Return only the final portion of the entries: the line with "Shelf-audit tagging: put a marker on the striped" and every line after it, each one exact.

(Referring expression pointing data)
+++
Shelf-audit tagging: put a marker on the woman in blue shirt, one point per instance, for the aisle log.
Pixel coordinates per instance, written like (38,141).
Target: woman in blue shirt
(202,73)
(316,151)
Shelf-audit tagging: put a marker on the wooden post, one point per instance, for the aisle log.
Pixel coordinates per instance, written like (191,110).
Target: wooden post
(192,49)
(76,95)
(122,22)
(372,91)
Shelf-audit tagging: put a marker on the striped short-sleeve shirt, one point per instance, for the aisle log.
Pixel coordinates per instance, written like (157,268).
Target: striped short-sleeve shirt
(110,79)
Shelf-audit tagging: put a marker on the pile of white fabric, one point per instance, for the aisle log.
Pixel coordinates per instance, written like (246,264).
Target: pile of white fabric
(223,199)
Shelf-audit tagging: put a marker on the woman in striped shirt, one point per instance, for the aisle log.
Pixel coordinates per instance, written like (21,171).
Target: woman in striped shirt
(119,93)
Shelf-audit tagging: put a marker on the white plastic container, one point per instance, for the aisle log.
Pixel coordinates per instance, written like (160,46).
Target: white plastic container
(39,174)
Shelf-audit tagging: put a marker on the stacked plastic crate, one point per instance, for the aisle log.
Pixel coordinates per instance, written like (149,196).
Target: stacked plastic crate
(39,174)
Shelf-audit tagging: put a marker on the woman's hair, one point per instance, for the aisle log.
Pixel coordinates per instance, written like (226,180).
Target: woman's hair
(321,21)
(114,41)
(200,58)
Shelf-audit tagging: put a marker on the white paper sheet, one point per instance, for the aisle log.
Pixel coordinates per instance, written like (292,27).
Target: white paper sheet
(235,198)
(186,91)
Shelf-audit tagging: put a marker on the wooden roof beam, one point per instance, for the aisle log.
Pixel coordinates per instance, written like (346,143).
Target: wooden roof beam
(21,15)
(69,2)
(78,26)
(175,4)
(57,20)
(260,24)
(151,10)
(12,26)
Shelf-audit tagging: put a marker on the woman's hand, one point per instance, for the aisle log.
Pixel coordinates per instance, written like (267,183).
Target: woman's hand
+++
**ANSWER SPACE**
Shelf-audit tagging: put a marker on the striped short-sleeve shirt, one point per instance, for the aisle log.
Pixel coordinates per instance, written like (157,268).
Target: striped short-sleeve shirt
(110,79)
Shelf-audit tagging: put a marker on the pile of white fabric, one point per instance, for the aisle log.
Pixel coordinates per instance, written like (246,264).
Target: pile of white fabric
(223,199)
Shelf-audit tagging: put a marker on the woman in striped shirt, one point per instance, for the aisle log.
Pixel coordinates per instance, written like (21,171).
Target: woman in striped shirt
(119,93)
Shelf-audit tagging: put a marker on the white plastic container, one point per instance, for the aisle log.
Pixel coordinates per instance, written like (160,46).
Target: white plastic container
(39,174)
Shelf-audit tagging: put a marker on the stacked plastic crate, one point per instance, for the aisle log.
Pixel coordinates per instance, written like (149,196).
Target: stacked plastic crate
(39,174)
Shelf-audit tagging: put a marker on the woman's hair, one point per instance, for the aisle log.
Pixel coordinates per instance, written like (226,180).
Target: woman's hair
(321,21)
(114,41)
(200,58)
Shelf-audit tagging: put a marker on the white paper sheet, one point per instance, for the aisle log.
Pixel coordinates per instance, written like (292,27).
Target: white paper sheet
(235,198)
(186,91)
Shelf-audit tagging: put a marker on the wooden roof beam, one point per instance, for the aisle log.
Pixel coordinates per instance, written like (346,143).
Target: wooden roof beam
(21,15)
(69,2)
(78,26)
(175,4)
(57,20)
(260,24)
(151,10)
(12,26)
Shelf-audit tagging: put a marker on the woman's hand, one point per instance, for the aisle log.
Pixel coordinates per instance, written like (267,183).
Target: woman's hand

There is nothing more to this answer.